QUOTED PASSAGE ::

I think the first thing you need to do is to correct the typos.
Next, you need to think about the energy in the spring. The velocity difference vb-vc will be compressing the spring.

Hope this helps.

Regards,
Buzz
 
  • #3
But the compression of the spring is not given ?!
 
  • #4
Hi Jess:

I think it will help you to choose an initial distance d0 between B and C. When A hits B there will be instantaneous transfer of energy and momentum to B, and and this will cause B to start to move away from A. B's motion towards C will compress the spring. Since the spring has no mass specified for it, the change in the center of gravity of the spring has no energy or momentum associated with it. However, as the spring is compressed, it will absorb energy, and the spring will exert a force on B and C. This force will act to move C away from B. The center of gravity of B and C, located half way between B and C, will have the same momentum as if B and C were attached directly to each other without the spring.

Now the next part is a guess, since I haven't done the math. The distance between B and C will oscillate as the spring is compressed, and subsequently expands and contracts, etc. This part of the problem is the same as if there was no A, but B has an initial velocity relative to C which is initially stationary.

Regards,
Buzz
 
  • #5
jessij said:
I took a,b and c respectively as velocities of A,B and C after the collision

Homework Equations



Using C.O.L.M

mv0=ma+mb+mc

v0=a+b+cv

Using C.O.M.E

1/2mv02=1/2ma2+12mb2+1/2mc2

What should i do next?
Buzz Bloom said:
instantaneous transfer of energy and momentum to B, and and this will cause B to start to move away from A. B's motion towards C will compress the spring. Since the spring has no mass specified for it, the change in the center of gravity of the spring has no energy or momentum associated with it. However, as the spring is compressed, it will absorb energy, and the spring will exert a force on B and C. This force will act to move C away from B. The center of gravity of B and C, located half way between B and C, will have the same momentum as if B and C were attached directly to each other without the spring.

is there any relation ship between the velocities of masses B and C as they are attached through a spring.?
Can one treat spring forces as internal forces between the two bodies-
and the motion seen as external force applied by momentum change of A.
then the conservation of energy and momentum leads to a solution- this is my guess as going in detail about internal motion will lead to a complication!
However if B and c would be joined together by elastic mechanism so m is hitting a mass of 2m and both B and c should move with same speed-is it a possible picture?
 
  • #6
drvrm said:
However if B and c would be joined together by elastic mechanism so m is hitting a mass of 2m and both B and c should move with same speed-is it a possible picture?

In the alternate scenario I introduced in which there is no spring, and B and C are therefore considered to have a single 2m mass, then B and C would move with the same speed. However, I think the following is a more likely scenario. At the moment of the collision, the spring has not yet become compressed, and therefore it does not yet exert any force on B or C. Therefore , my guess is that the system would initially behave as if A hit B with no C present. In that case A's velocity would become zero, and B's velocity would become v0.

ADDED
Therefore at the moment of collision, the B and C system would have a momentum of mv0. Therefore the center of mass of the B C system would have a velocity of v0/2. From that the initial velocities of B and C relative to the point halfway between B and C can be calculated.

(Records from an annotation dataset)
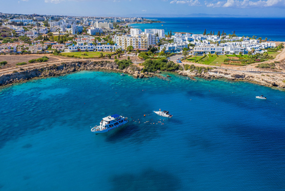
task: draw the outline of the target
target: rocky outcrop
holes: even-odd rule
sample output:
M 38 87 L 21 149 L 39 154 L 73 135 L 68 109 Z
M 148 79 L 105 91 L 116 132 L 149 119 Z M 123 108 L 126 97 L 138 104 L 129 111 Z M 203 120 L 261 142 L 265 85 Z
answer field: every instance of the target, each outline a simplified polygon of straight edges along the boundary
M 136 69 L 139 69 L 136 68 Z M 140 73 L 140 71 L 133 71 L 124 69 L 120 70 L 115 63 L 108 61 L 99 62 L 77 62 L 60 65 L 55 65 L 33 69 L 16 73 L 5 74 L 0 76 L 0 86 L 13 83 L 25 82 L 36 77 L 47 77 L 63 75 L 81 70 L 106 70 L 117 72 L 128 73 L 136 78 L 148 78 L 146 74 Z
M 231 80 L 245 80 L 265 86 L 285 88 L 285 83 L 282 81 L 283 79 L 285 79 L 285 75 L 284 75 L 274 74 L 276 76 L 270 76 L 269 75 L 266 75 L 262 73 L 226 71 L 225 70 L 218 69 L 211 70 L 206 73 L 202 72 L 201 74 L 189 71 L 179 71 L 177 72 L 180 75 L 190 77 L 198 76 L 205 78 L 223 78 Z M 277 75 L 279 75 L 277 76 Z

REQUEST 1 ::
Summarize the forum thread in two sentences.
REQUEST 2 ::
Duplicate everything in the forum thread from "mv0=ma+mb+mc" down to "through a spring.?".
This material is separate from the forum thread.

TASK RESULT 1 ::
In a forum thread about mass A hitting mass B, which is attached to mass C through a spring, Buzz advises thinking about the energy in the spring and says the center of gravity of B and C has the same momentum as if they were joined directly without the spring. When drvrm asks whether B and C could be treated as one 2m mass, Buzz answers that because the spring is not yet compressed at the moment of collision, his guess is that A's velocity becomes zero, B's becomes v0, and the B–C center of mass moves at v0/2.

TASK RESULT 2 ::
mv0=ma+mb+mc

v0=a+b+cv

Using C.O.M.E

1/2mv02=1/2ma2+12mb2+1/2mc2

What should i do next?
Buzz Bloom said:
instantaneous transfer of energy and momentum to B, and and this will cause B to start to move away from A. B's motion towards C will compress the spring. Since the spring has no mass specified for it, the change in the center of gravity of the spring has no energy or momentum associated with it. However, as the spring is compressed, it will absorb energy, and the spring will exert a force on B and C. This force will act to move C away from B. The center of gravity of B and C, located half way between B and C, will have the same momentum as if B and C were attached directly to each other without the spring.

is there any relation ship between the velocities of masses B and C as they are attached through a spring.?